[TASK REQUIREMENTS] Rewrite the listing below as a two-column CSV with the headers input and output. Put each answer on one row with the text it answers, quote every field, replace line breaks with spaces, and omit the pictures.

[SUPPLIED DATA]
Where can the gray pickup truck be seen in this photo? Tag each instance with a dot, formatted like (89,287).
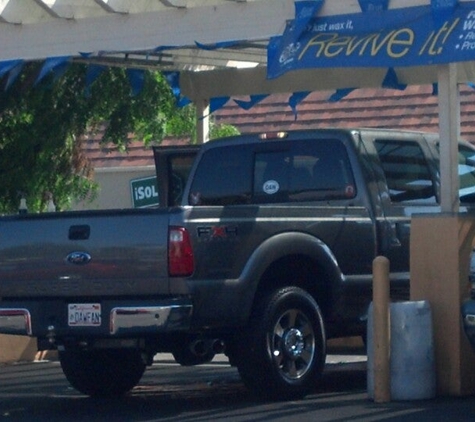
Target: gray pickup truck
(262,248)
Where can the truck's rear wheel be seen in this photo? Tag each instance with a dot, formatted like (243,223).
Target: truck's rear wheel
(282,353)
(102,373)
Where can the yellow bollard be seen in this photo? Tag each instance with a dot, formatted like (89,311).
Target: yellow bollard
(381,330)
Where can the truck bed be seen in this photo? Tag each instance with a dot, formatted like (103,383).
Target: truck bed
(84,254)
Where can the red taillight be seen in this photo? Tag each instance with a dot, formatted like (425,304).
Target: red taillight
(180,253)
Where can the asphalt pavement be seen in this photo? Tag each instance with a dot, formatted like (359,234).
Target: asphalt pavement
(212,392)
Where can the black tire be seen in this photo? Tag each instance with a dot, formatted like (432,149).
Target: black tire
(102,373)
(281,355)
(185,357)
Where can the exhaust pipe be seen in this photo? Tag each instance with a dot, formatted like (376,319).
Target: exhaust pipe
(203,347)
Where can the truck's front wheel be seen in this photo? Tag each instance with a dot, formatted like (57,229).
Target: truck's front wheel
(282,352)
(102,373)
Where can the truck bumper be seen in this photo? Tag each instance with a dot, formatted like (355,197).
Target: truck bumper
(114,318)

[RESPONSE]
input,output
"Where can the gray pickup truck be seen in this photo? Tag each instance with a dot, formatted like (89,287). Target: gray pickup truck","(262,248)"
"Where can the truck's rear wheel be seen in this photo? Tag each instance with a dot, formatted like (243,223). Target: truck's rear wheel","(282,353) (102,373)"
"Where can the yellow bollard be seen in this photo? Tag each instance with a dot, formatted like (89,311). Target: yellow bollard","(381,330)"
"Where can the truck bed be seen in this photo? Tag each instance with a dot, formatted like (103,383). Target: truck bed","(84,254)"
"Where can the red taillight be seen in this photo? Tag each instance with a dot, formatted like (425,304). Target: red taillight","(180,253)"
"Where can the asphalt pavement be seen in this photo? Tag each instance with a dot, formatted like (359,234). Target: asphalt pavement","(212,392)"
"Where can the black tire be seen in this photo? Tag each instance with a dot, formatted like (432,149). Target: black tire","(102,373) (281,355) (185,357)"
"Where can the exhaust pipe be seen in this photo? Tag each instance with a dot, formatted like (376,319). Target: exhaust pipe","(203,347)"
"Where can the truck's front wheel be seen in this photo? Tag each instance with a dot, formatted like (57,229). Target: truck's front wheel","(282,352) (102,373)"
"Where can the truck bumper be seen in this photo? Tag each instance with a dot, formatted like (355,197). Target: truck bumper","(114,318)"